[SOURCE PASSAGE]
Patients are missing out on life-improving treatment, and even dying early, because of a lack of access to specialist physiotherapy, a report from charity Muscular Dystrophy UK has claimed.
Muscular Dystrophy UK's report finds 'serious shortage' in physio access across much of the country
The hard-hitting report found that 60 per cent of people with muscle-wasting conditions were unable to access appropriate physiotherapy; short-term provision of physiotherapy meant patients were receiving little or no benefit from it; 20 per cent of patients were paying privately for their physiotherapy; and 40 per cent of UK neuromuscular centres said they urgently needed increased physio capacity.
The report, which said there was a ‘serious shortage’ in physio access across much of the country, said the shortage was impacting health, quality of life, and, in cases where a patient needed respirator support, length of life.
‘Inconsistencies in the funding and provision of vital aspects of respiratory physiotherapy and equipment – such as cough assist machines – are leading to avoidable admissions to hospital,’ it said.
‘In some tragic cases, this can even contribute to early loss of life.’
The report also found that specialist neuromuscular centres in the UK were turning down promising new clinical trials because of a shortage of key roles including specialist physios, and there was a lack of funded research time for physiotherapists to lead and conduct trials.
It called on hospital trusts to ensure that their neuromuscular team include a specialist physiotherapist at minimum level band 7; on clinical commissioning groups (CCGs) to increase provision of community physio; on all CCGs and health authorities in devolved nations to adopt a funding policy on cough assist machines; and on the National Institute for Health and Care Excellence (NICE) to commission research on evidence of clinical and cost-effectiveness of cough assist machines.

[DATA RECORDS]
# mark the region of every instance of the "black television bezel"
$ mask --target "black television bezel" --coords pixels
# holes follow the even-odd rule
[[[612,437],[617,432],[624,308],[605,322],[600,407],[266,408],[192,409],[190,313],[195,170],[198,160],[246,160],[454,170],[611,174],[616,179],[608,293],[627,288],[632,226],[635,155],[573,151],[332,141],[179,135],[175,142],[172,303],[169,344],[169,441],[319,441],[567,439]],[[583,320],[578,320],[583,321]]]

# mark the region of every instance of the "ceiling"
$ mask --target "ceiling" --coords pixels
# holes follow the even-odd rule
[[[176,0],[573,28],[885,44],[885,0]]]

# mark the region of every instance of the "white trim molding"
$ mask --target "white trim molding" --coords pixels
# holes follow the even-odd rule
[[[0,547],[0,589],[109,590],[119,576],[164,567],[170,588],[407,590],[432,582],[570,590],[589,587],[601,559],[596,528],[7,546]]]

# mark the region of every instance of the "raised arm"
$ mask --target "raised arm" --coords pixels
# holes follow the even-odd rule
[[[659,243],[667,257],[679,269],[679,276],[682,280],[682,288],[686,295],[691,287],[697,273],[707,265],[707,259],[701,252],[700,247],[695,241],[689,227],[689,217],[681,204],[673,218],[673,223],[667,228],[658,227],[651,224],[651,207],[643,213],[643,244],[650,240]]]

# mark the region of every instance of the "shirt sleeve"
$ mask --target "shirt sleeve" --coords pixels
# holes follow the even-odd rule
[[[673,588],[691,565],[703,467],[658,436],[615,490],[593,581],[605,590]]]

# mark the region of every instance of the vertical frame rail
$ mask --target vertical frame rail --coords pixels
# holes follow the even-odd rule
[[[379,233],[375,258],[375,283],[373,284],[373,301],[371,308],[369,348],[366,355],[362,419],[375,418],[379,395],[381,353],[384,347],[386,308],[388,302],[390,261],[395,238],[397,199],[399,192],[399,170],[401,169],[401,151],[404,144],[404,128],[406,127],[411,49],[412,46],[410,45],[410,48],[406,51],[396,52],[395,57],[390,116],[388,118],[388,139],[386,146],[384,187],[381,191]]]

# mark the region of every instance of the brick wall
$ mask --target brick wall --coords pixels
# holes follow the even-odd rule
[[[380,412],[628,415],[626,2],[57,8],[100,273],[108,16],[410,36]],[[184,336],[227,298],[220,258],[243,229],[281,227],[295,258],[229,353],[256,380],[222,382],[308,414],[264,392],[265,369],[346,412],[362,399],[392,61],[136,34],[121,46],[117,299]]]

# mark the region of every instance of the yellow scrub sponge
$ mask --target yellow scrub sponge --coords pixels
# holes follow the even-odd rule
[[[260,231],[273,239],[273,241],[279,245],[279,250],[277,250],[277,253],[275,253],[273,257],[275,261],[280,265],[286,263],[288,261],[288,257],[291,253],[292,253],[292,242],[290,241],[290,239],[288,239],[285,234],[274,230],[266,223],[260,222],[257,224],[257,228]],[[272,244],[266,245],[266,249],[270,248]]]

[WHAT IS BEING ASKED]
Copy the article on physiotherapy access, beginning at the words "The report, which" and stopping after "length of life.", and substitute "ventilator support" for "respirator support". Rely on the article alone for this work.

[ANSWER]
The report, which said there was a ‘serious shortage’ in physio access across much of the country, said the shortage was impacting health, quality of life, and, in cases where a patient needed ventilator support, length of life.